Job:
Quote every one of the following records word for word, leaving out the pictures.

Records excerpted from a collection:
☆ ☆ ☆ ☆ ☆ ☆ ☆

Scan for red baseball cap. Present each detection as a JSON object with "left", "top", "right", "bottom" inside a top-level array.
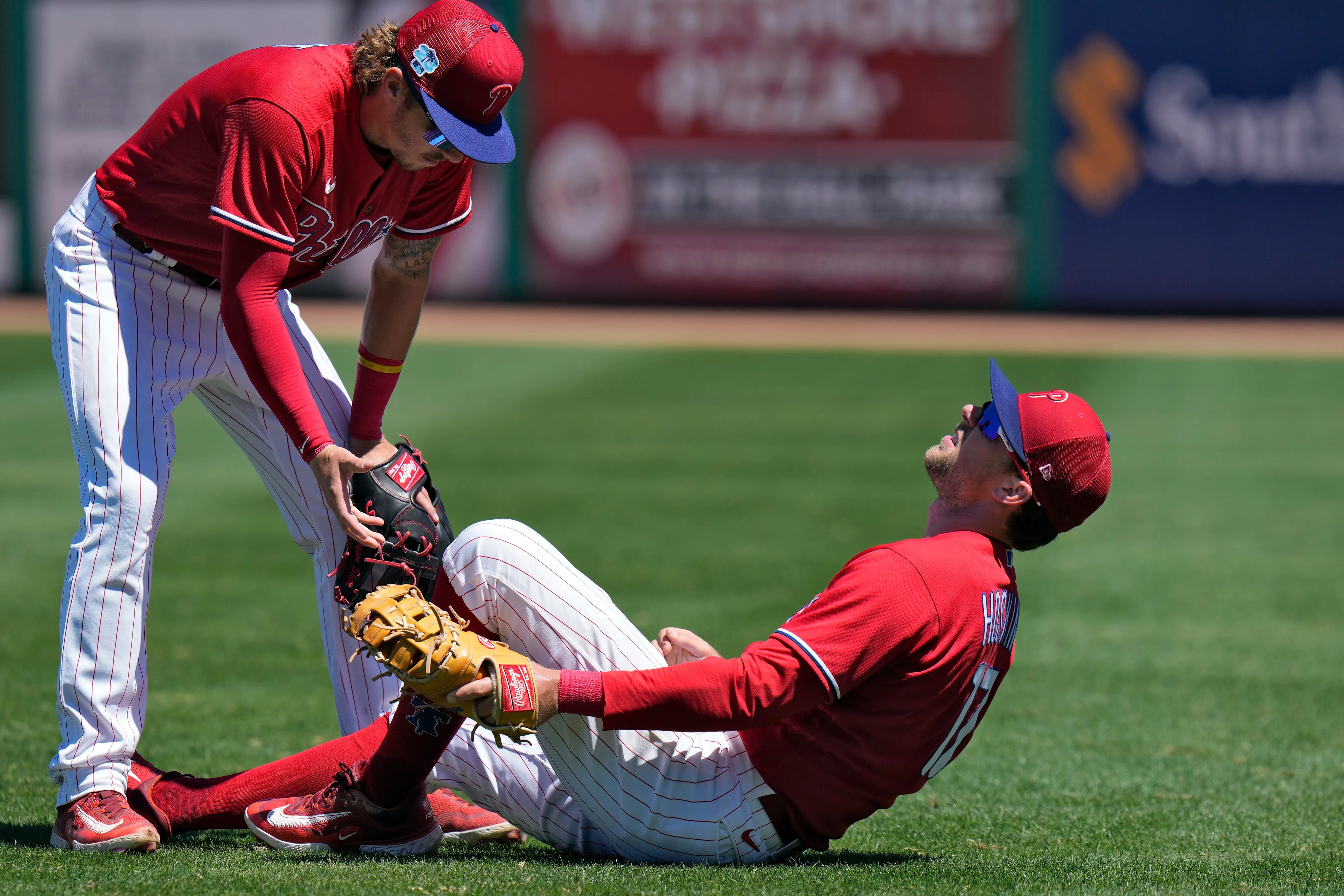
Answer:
[
  {"left": 989, "top": 359, "right": 1110, "bottom": 532},
  {"left": 396, "top": 0, "right": 523, "bottom": 164}
]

☆ ☆ ☆ ☆ ☆ ☆ ☆

Answer to the task:
Scan for red baseball cap. Present each detection as a JSON object with "left", "top", "right", "bottom" inside a top-level array.
Answer:
[
  {"left": 989, "top": 359, "right": 1110, "bottom": 532},
  {"left": 396, "top": 0, "right": 523, "bottom": 164}
]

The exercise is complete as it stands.